▶ _Text under study_
====

The only counterpoint to this that I can see is that at the very top, the accumulation of money itself is, in Webb’s terms, the “display” that “leads to social status”. Making money becomes like points in a game, as everyone tries to get the biggest pool of money. Why else, after all, would a billionaire hedge fund owner keep trying to grow ever richer, even after accumulating more riches than they or their family could ever consume? Unfortunately, these hoards of money seem mostly to be put to use chasing asset bubbles, high-frequency trading, and other sorts of zero-sum competition rather than investing in productive activity.

Responses

  1. Misaki says:

    August 4th, 2011 at 7:57 pm (#)

    What consequence is it to the average person if the 800th richest person in the US has 10 million USD, or 1 billion USD? Especially if, as you say, they don’t even spend their money, the practical consequences are nonexistent.

    If, on the other hand, they donate most of their money to charity, the practical consequences are still largely nonexistent.

  2. How Would a Consumption Tax Be a Good Thing? | Mike the Mad Biologist says:

    September 21st, 2011 at 10:01 am (#)

    […] sunny point #4. Rich people most likely won’t make capital investments such as build a new factory. Much of their unspent income will be put into the markets. This will […]

  3. Alan Nasser says:

    September 2nd, 2013 at 8:30 pm (#)

====

▶ _Records supplied_

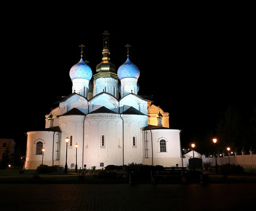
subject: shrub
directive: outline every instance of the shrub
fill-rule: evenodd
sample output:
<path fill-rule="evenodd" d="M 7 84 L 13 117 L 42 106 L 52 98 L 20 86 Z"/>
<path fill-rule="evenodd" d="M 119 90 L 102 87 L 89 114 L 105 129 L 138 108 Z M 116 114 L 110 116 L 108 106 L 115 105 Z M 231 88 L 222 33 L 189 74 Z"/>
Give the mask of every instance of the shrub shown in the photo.
<path fill-rule="evenodd" d="M 211 162 L 209 160 L 205 162 L 203 162 L 203 167 L 204 169 L 208 171 L 208 168 L 211 168 L 212 162 Z"/>
<path fill-rule="evenodd" d="M 38 173 L 51 173 L 52 168 L 51 168 L 51 167 L 47 165 L 41 165 L 37 168 L 36 172 Z"/>
<path fill-rule="evenodd" d="M 244 168 L 240 165 L 226 163 L 220 166 L 220 173 L 223 175 L 230 175 L 244 173 Z"/>
<path fill-rule="evenodd" d="M 105 167 L 105 170 L 114 171 L 122 170 L 123 166 L 122 165 L 108 165 Z"/>

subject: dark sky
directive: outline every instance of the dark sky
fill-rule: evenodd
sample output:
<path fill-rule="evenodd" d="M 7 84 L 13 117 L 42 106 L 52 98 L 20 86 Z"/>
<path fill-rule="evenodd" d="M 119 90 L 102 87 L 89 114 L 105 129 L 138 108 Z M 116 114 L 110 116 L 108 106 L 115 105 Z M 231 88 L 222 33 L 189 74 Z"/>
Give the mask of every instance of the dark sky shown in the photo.
<path fill-rule="evenodd" d="M 182 129 L 181 144 L 200 143 L 216 127 L 230 104 L 255 104 L 255 35 L 250 20 L 236 16 L 193 17 L 89 26 L 57 19 L 6 24 L 2 40 L 2 138 L 25 149 L 24 133 L 45 125 L 44 115 L 57 97 L 72 92 L 69 71 L 81 48 L 93 74 L 102 61 L 103 36 L 109 37 L 111 61 L 139 67 L 138 94 L 169 113 L 170 127 Z M 246 21 L 247 20 L 247 21 Z M 103 21 L 104 22 L 104 21 Z M 136 24 L 137 23 L 137 24 Z"/>

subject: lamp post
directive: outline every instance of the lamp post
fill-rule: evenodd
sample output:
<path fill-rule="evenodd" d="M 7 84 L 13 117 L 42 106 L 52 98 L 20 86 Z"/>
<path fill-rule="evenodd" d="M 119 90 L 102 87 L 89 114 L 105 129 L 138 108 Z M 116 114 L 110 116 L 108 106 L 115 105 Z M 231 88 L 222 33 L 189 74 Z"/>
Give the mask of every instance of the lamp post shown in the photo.
<path fill-rule="evenodd" d="M 228 152 L 228 164 L 230 164 L 230 155 L 229 155 L 229 151 L 230 150 L 230 148 L 229 147 L 228 147 L 227 149 L 227 151 Z"/>
<path fill-rule="evenodd" d="M 75 146 L 76 147 L 76 172 L 77 171 L 77 147 L 78 145 L 76 144 Z"/>
<path fill-rule="evenodd" d="M 69 138 L 68 137 L 67 137 L 65 139 L 65 141 L 67 143 L 66 147 L 66 164 L 65 165 L 65 173 L 67 173 L 67 143 L 69 141 Z"/>
<path fill-rule="evenodd" d="M 44 160 L 44 150 L 45 149 L 44 148 L 43 148 L 42 149 L 42 151 L 43 151 L 43 157 L 42 158 L 42 165 L 43 165 L 43 161 Z"/>
<path fill-rule="evenodd" d="M 195 147 L 195 144 L 192 144 L 191 146 L 192 147 L 192 148 L 193 148 L 193 158 L 194 158 L 195 157 L 194 156 L 194 147 Z"/>
<path fill-rule="evenodd" d="M 194 147 L 195 147 L 195 144 L 192 144 L 191 145 L 191 146 L 192 147 L 192 148 L 193 148 L 193 158 L 194 158 L 195 156 L 194 154 Z M 194 159 L 193 159 L 193 171 L 195 170 L 195 160 L 194 160 Z"/>
<path fill-rule="evenodd" d="M 216 174 L 218 174 L 218 165 L 217 164 L 217 154 L 216 153 L 216 147 L 215 145 L 216 144 L 216 142 L 217 142 L 216 139 L 212 139 L 212 141 L 214 143 L 214 152 L 215 153 L 215 173 Z"/>

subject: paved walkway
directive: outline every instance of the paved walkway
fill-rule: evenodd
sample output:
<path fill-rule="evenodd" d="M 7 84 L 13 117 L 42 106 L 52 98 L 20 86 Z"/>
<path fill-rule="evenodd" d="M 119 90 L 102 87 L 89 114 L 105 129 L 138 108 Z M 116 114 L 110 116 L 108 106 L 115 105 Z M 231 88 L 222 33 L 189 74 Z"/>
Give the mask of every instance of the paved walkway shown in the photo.
<path fill-rule="evenodd" d="M 250 209 L 256 183 L 0 184 L 0 210 L 236 211 Z M 249 206 L 249 207 L 248 207 Z"/>

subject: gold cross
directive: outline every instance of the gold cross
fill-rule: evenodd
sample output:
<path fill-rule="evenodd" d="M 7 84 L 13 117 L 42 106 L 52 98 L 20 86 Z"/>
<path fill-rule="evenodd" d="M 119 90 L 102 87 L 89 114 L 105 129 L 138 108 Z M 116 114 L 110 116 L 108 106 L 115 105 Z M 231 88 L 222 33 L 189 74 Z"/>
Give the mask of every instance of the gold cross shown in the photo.
<path fill-rule="evenodd" d="M 129 57 L 129 47 L 131 47 L 131 46 L 129 46 L 129 44 L 127 44 L 127 45 L 125 46 L 127 47 L 127 56 Z"/>
<path fill-rule="evenodd" d="M 81 46 L 79 46 L 79 47 L 81 47 L 81 58 L 82 58 L 83 57 L 83 47 L 85 47 L 85 46 L 84 46 L 84 45 L 83 45 L 82 44 L 81 44 Z"/>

====

▶ _Problem to solve_
Copy out the whole wealth-accumulation text word for word, with nothing left out or changed. The records stand apart from the text and are unrelated to it.

▶ _Solution to this problem_
The only counterpoint to this that I can see is that at the very top, the accumulation of money itself is, in Webb’s terms, the “display” that “leads to social status”. Making money becomes like points in a game, as everyone tries to get the biggest pool of money. Why else, after all, would a billionaire hedge fund owner keep trying to grow ever richer, even after accumulating more riches than they or their family could ever consume? Unfortunately, these hoards of money seem mostly to be put to use chasing asset bubbles, high-frequency trading, and other sorts of zero-sum competition rather than investing in productive activity.

Responses

  1. Misaki says:

    August 4th, 2011 at 7:57 pm (#)

    What consequence is it to the average person if the 800th richest person in the US has 10 million USD, or 1 billion USD? Especially if, as you say, they don’t even spend their money, the practical consequences are nonexistent.

    If, on the other hand, they donate most of their money to charity, the practical consequences are still largely nonexistent.

  2. How Would a Consumption Tax Be a Good Thing? | Mike the Mad Biologist says:

    September 21st, 2011 at 10:01 am (#)

    […] sunny point #4. Rich people most likely won’t make capital investments such as build a new factory. Much of their unspent income will be put into the markets. This will […]

  3. Alan Nasser says:

    September 2nd, 2013 at 8:30 pm (#)